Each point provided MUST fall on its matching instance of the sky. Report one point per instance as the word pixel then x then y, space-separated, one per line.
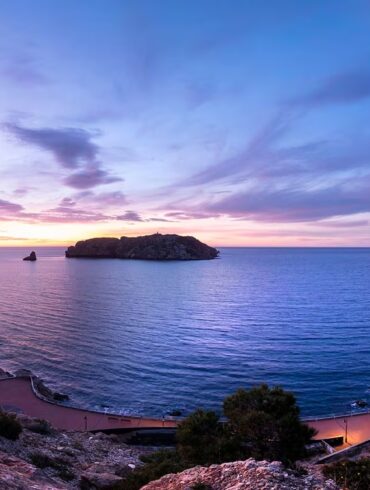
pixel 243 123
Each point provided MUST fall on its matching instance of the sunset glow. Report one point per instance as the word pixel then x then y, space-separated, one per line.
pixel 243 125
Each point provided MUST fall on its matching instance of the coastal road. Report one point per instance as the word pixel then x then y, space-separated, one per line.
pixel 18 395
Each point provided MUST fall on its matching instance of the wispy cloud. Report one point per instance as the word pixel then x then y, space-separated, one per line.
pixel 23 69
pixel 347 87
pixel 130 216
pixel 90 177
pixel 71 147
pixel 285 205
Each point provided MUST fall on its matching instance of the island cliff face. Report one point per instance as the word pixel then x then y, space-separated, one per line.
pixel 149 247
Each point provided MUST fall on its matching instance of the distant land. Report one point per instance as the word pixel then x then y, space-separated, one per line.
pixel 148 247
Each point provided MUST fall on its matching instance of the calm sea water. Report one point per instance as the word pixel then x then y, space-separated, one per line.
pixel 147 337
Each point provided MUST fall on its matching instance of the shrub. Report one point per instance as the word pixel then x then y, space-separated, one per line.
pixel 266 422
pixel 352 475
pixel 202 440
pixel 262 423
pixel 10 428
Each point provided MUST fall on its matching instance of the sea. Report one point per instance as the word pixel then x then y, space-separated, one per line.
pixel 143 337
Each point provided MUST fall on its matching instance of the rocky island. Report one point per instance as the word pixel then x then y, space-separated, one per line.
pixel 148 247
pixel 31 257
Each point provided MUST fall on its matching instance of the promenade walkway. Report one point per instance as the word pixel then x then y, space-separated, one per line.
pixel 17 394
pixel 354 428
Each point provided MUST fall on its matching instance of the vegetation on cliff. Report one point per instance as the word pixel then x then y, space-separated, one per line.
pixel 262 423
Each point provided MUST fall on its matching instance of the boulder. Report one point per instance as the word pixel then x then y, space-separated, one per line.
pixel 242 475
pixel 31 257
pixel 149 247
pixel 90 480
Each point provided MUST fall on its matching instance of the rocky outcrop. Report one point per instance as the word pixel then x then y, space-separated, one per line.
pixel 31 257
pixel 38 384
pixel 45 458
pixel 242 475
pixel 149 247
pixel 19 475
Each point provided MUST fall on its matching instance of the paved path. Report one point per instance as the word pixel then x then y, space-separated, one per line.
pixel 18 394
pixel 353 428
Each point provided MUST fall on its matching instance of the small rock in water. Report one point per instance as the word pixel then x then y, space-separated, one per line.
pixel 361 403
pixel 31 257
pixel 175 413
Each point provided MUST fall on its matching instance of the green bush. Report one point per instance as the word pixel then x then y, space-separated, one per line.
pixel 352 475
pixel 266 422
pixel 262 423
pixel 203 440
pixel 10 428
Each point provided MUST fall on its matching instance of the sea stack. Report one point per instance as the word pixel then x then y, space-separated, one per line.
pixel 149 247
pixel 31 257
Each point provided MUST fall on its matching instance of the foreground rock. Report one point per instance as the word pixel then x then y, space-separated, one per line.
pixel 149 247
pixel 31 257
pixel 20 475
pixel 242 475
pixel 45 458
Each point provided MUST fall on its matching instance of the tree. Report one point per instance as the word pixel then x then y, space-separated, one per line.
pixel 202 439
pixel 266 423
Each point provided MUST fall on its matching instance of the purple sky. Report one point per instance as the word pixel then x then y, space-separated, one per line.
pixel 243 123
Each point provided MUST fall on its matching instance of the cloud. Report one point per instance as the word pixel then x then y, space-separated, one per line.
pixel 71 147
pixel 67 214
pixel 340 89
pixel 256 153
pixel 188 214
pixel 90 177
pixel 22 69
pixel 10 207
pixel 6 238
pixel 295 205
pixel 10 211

------------------------------------

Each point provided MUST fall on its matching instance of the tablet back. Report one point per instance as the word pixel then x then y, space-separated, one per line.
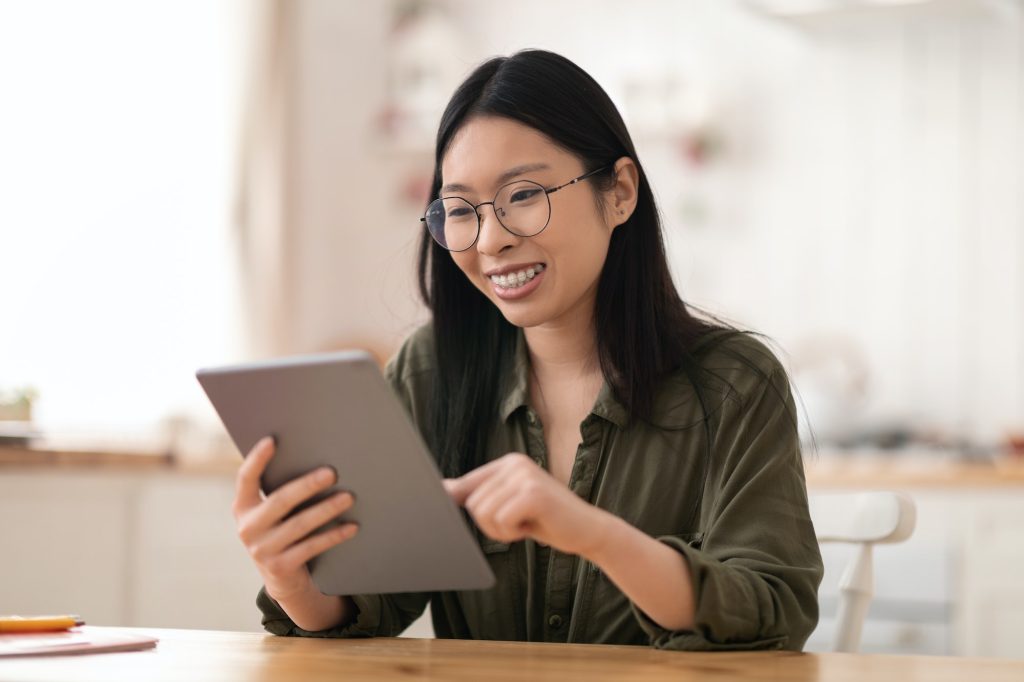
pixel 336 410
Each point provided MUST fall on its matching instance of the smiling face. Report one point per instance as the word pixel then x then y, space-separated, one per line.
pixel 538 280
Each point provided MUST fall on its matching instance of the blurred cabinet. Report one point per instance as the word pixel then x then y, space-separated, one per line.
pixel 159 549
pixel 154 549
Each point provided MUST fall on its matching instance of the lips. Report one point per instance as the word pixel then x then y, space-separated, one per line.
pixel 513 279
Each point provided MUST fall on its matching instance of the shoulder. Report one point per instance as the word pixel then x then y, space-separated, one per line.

------------------------------------

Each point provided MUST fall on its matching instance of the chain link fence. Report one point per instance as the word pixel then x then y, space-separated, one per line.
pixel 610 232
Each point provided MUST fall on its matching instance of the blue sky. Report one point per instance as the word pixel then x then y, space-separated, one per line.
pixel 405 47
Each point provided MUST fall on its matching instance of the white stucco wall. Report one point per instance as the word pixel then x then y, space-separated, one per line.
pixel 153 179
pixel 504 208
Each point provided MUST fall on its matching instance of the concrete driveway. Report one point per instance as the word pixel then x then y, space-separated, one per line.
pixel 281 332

------------------------------------

## Exercise directions
Copy out the entries word for word, from the line containing "of the chain" through the line containing "pixel 504 208", including both of those lines.

## Task result
Each point provided MUST fall on its matching instance of the chain link fence. Report one point per instance as the word pixel then x then y, space-separated, one per line.
pixel 610 232
Each point provided MUST fall on its matching instance of the blue sky. Report one point per instance as the word pixel then x then y, space-separated, one per line.
pixel 405 47
Each point provided MUST fall on its matching instance of the white stucco wall. Report one point per instance as the word pixel then x then y, space-separated, one per line.
pixel 153 179
pixel 504 208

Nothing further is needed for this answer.